Reproduce each record exactly.

• Exercise material

--- Start ---

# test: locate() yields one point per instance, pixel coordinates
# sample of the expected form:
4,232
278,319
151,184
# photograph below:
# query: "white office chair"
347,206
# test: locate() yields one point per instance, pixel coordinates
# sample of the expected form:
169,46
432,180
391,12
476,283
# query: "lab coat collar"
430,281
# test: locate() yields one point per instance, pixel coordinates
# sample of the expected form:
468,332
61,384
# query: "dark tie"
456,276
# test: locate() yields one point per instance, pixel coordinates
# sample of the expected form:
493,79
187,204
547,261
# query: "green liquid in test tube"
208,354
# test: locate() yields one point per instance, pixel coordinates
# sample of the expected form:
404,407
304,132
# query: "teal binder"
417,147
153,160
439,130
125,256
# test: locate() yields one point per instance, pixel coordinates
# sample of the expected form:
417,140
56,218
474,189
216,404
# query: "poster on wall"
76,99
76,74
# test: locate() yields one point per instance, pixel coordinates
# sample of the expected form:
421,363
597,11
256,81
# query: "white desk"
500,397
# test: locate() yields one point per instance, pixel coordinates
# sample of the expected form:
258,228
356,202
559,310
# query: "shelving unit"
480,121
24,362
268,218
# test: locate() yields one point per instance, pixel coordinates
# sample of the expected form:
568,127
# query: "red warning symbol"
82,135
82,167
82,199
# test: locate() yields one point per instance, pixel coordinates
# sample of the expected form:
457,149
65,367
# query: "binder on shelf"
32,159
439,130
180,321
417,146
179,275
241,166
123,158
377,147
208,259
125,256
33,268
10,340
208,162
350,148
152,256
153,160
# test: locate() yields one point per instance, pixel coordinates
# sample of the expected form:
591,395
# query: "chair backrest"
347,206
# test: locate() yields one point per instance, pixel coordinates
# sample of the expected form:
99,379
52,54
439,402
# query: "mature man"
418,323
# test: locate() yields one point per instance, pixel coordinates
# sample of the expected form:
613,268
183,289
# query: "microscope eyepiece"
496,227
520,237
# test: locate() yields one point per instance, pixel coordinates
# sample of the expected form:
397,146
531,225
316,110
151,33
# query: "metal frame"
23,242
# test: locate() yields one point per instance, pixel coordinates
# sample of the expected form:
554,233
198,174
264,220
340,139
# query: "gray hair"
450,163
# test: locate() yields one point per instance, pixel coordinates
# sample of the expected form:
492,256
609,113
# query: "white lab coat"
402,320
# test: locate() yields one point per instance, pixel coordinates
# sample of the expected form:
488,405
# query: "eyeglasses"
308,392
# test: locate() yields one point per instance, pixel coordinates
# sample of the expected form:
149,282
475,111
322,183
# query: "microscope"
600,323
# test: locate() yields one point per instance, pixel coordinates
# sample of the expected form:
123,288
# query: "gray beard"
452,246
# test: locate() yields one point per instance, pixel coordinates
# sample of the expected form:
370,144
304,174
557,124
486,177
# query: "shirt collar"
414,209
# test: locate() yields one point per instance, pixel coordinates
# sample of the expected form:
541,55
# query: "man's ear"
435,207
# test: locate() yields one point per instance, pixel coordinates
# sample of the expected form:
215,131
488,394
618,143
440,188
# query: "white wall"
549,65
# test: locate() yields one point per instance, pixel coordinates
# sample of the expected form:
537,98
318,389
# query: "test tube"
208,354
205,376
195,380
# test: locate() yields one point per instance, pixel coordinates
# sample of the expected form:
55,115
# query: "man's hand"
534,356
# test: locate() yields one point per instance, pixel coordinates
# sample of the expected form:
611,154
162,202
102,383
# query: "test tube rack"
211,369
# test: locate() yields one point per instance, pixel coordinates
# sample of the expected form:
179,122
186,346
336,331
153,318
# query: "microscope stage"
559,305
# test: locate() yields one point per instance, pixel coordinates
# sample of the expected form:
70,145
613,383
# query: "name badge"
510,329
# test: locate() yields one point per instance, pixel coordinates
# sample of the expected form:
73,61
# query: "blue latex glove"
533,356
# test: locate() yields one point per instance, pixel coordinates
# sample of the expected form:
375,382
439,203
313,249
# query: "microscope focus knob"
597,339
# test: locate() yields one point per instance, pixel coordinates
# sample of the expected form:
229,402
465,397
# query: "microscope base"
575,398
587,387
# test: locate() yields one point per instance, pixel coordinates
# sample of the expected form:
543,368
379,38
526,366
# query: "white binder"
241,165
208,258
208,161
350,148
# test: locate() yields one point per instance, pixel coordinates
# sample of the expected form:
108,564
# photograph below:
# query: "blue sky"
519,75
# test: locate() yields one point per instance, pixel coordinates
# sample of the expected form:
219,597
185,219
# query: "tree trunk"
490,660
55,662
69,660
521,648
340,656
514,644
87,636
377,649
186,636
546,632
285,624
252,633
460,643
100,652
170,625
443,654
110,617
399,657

--- End ---

• Written response
# test: locate() yields one point per instance, pixel coordinates
# sample of the expected form:
4,232
278,319
151,184
# photograph below:
# query: "white office chair"
347,206
# test: locate() yields one point per instance, pixel coordinates
# sample of the expected form:
169,46
432,180
391,12
476,283
# query: "lab coat collar"
430,281
# test: locate() yields one point per instance, pixel coordinates
# sample of the expected form:
468,332
61,384
# query: "dark tie"
456,276
# test: locate() yields one point per instance, pixel coordinates
# sample of the expected form:
493,79
187,204
547,261
# query: "green liquid in test tube"
208,354
# test: locate() yields one point per instance, pixel coordinates
# sample of the expected form:
404,407
304,132
# query: "teal binder"
417,147
153,160
439,130
125,256
# test: locate() yields one point per instance, pixel coordinates
# sample of the expected form:
417,140
56,218
474,189
216,404
# query: "poster on wall"
76,99
76,74
# test: locate() yields one point per instance, pixel coordinates
# sample of the expected form:
421,363
597,11
256,81
# query: "white desk"
500,397
# test: locate() yields one point per instance, pixel coordinates
# sample of the expected form:
258,228
356,202
559,310
# query: "shelving unit"
480,121
24,362
268,218
# test: locate() yields one point per instance, pixel coordinates
# sample of the expected form:
568,127
# query: "red warning symbol"
82,135
82,167
82,199
# test: locate() yields one point per instance, pixel coordinates
# sample of the expected form:
457,149
65,367
# query: "binder on shelf"
32,159
439,130
180,321
417,146
179,275
241,166
123,158
377,147
208,259
125,256
33,268
10,340
208,162
350,148
152,256
153,160
# test: locate() yields one point per instance, pixel coordinates
# sample of the expected form:
591,395
# query: "chair backrest"
347,206
# test: locate() yields one point per instance, pixel coordinates
# sample of the expected form:
99,379
52,54
439,402
# query: "mature man"
418,323
# test: locate() yields one point per instance, pixel coordinates
# sample of the expected form:
613,268
183,289
# query: "microscope eyepiece"
496,227
520,237
# test: locate() yields one point per instance, pixel coordinates
# sample of the expected form:
397,146
531,225
316,110
151,33
# query: "metal frame"
23,242
# test: locate() yields one point per instance, pixel coordinates
# sample of the expected form:
554,233
198,174
264,220
340,139
# query: "gray hair"
450,163
# test: locate() yields one point per instance, pixel coordinates
# sample of the expected form:
492,256
609,113
# query: "white lab coat"
402,320
# test: locate() yields one point per instance, pixel coordinates
# sample of the expected form:
488,405
# query: "eyeglasses"
308,392
# test: locate() yields one point per instance, pixel coordinates
# sample of the expected form:
149,282
475,111
322,183
# query: "microscope"
600,323
# test: locate() yields one point per instance, pixel coordinates
# sample of the expected form:
123,288
# query: "gray beard"
452,246
# test: locate() yields one point per instance, pixel coordinates
# sample of the expected form:
370,144
304,174
557,124
486,177
# query: "shirt collar"
414,209
# test: locate() yields one point per instance, pixel coordinates
# sample of the expected form:
541,55
# query: "man's ear"
435,207
# test: locate() yields one point per instance, pixel coordinates
# sample of the expected form:
215,131
488,394
618,143
440,188
# query: "white wall"
549,65
# test: locate() yields one point per instance, pixel coordinates
# sample of the expected form:
537,98
318,389
# query: "test tube"
208,354
205,376
195,380
# test: locate() yields one point per instance, pixel coordinates
# sample of the expected form:
55,115
# query: "man's hand"
534,356
# test: locate() yields one point per instance, pixel coordinates
# sample of the expected form:
611,154
162,202
102,383
# query: "test tube rack"
211,369
# test: locate() yields one point per instance, pixel coordinates
# sample of the expected form:
179,122
186,346
336,331
153,318
# query: "microscope stage"
559,305
# test: locate() yields one point per instance, pixel coordinates
# sample of the expected form:
70,145
613,383
# query: "name badge"
510,329
# test: locate() yields one point per instance, pixel coordinates
# sample of the expected form:
73,61
# query: "blue latex glove"
533,356
# test: locate() yields one point per instance, pixel coordinates
# sample of the expected form:
375,382
439,203
313,249
# query: "microscope focus knob"
597,339
# test: locate() yields one point per instance, pixel coordinates
# sample of the expected form:
229,402
465,397
# query: "microscope base"
575,398
587,387
# test: locate() yields one point per instance, pixel coordinates
# sample of the expected form:
543,368
379,38
526,366
# query: "white binder"
241,165
208,258
208,161
350,148
# test: locate() yields one point per instance, pixel coordinates
# sample of the expected form:
108,564
# photograph below:
# query: "blue sky"
519,75
# test: locate() yields one point per instance, pixel coordinates
# sample of the expected form:
219,597
185,219
# query: "tree trunk"
490,660
55,662
69,660
521,648
340,656
514,644
87,636
377,649
186,636
546,632
285,624
252,633
460,643
100,652
170,625
443,654
110,617
399,657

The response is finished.